━━━━━ Textauszug ━━━━━
Versuchen wir, diese Einsichten zu übertragen auf den Umgang mit Schutzsuchenden und Geflüchteten. Warum exportieren wir Lebensmittel wie Hühnerteile in afrikanische Länder und schädigen damit die Bauern vor Ort, die ihr selbst produziertes Fleisch aufgrund der in Europa hochsubventionierten Exporte nicht mehr loswerden? Dies ist nur ein Beispiel dafür, dass unsere Subventionen und Exporte eben nicht nur dazu beitragen, dass afrikanischen Betriebe in vielen Bereichen nicht konkurrenzfähig sind und in den Konkurs gehen. Nein, unsere europäische und die westliche Handelspolitik bildet sicher die Hauptursache für diese Entwicklung. „Europe first“ könnte man dann im Blick auf diesen europäischen Populismus sagen. Oder sollte man dazu lieber schuldbewusst schweigen? Schon seit langem fordert jedenfalls die Diakonie hier ein neues Denken und tritt dafür ein, nicht nur den fairen Handel fördern, sondern auch für eine gerechtere Wirtschaftspolitik im globalen Maßstab.
━━━━━ Auszüge der Datensätze ━━━━━
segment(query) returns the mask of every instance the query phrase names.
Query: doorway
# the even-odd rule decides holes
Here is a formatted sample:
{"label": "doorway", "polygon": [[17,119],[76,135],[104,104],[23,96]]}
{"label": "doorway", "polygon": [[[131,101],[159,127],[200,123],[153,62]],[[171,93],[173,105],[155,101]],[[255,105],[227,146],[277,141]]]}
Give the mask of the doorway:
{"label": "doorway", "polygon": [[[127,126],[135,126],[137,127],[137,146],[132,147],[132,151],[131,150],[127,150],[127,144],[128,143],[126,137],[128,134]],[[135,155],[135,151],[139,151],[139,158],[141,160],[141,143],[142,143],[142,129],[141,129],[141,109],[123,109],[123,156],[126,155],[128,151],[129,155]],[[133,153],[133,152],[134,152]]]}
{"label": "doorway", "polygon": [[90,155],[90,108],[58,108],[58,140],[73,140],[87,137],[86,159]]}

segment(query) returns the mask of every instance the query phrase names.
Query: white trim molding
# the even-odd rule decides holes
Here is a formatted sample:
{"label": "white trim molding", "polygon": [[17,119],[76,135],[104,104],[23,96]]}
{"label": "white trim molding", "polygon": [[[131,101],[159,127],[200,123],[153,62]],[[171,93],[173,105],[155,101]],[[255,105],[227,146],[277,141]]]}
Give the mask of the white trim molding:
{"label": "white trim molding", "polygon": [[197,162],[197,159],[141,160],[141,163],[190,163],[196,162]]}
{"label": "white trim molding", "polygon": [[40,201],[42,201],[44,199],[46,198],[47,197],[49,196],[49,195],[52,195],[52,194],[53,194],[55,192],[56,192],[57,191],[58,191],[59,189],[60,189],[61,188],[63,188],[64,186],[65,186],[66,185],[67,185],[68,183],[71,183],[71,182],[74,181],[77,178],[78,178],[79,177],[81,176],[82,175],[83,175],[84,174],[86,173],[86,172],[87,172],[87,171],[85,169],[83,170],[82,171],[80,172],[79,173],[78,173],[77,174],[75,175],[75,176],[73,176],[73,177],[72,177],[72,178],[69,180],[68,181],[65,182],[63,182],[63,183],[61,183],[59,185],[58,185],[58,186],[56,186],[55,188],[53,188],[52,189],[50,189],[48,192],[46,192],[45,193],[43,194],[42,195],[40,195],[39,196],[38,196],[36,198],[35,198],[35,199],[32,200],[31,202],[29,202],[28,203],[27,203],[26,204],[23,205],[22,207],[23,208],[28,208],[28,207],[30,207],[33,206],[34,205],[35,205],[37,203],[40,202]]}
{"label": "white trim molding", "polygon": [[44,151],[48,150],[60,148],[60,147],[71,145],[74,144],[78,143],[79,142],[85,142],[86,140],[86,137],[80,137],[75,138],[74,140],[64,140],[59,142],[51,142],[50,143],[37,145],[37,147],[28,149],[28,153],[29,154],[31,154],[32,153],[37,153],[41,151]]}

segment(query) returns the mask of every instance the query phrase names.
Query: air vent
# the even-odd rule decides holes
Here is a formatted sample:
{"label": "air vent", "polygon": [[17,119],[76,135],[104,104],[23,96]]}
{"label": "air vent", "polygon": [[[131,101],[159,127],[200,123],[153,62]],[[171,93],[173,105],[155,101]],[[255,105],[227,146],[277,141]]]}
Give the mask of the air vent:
━━━━━
Aufgabenteile |
1. Schreiben Sie den Textauszug über die europäische Handelspolitik vollständig und wortgetreu ab.
2. In wie vielen Zeilen der Datensätze kommt das Wort „Give“ vor? Antworten Sie nur mit der Zahl.
Der Textauszug und die Datensätze haben inhaltlich nichts miteinander zu tun.

Lösungen der Aufgaben |
1.
Versuchen wir, diese Einsichten zu übertragen auf den Umgang mit Schutzsuchenden und Geflüchteten. Warum exportieren wir Lebensmittel wie Hühnerteile in afrikanische Länder und schädigen damit die Bauern vor Ort, die ihr selbst produziertes Fleisch aufgrund der in Europa hochsubventionierten Exporte nicht mehr loswerden? Dies ist nur ein Beispiel dafür, dass unsere Subventionen und Exporte eben nicht nur dazu beitragen, dass afrikanischen Betriebe in vielen Bereichen nicht konkurrenzfähig sind und in den Konkurs gehen. Nein, unsere europäische und die westliche Handelspolitik bildet sicher die Hauptursache für diese Entwicklung. „Europe first“ könnte man dann im Blick auf diesen europäischen Populismus sagen. Oder sollte man dazu lieber schuldbewusst schweigen? Schon seit langem fordert jedenfalls die Diakonie hier ein neues Denken und tritt dafür ein, nicht nur den fairen Handel fördern, sondern auch für eine gerechtere Wirtschaftspolitik im globalen Maßstab.

2. 3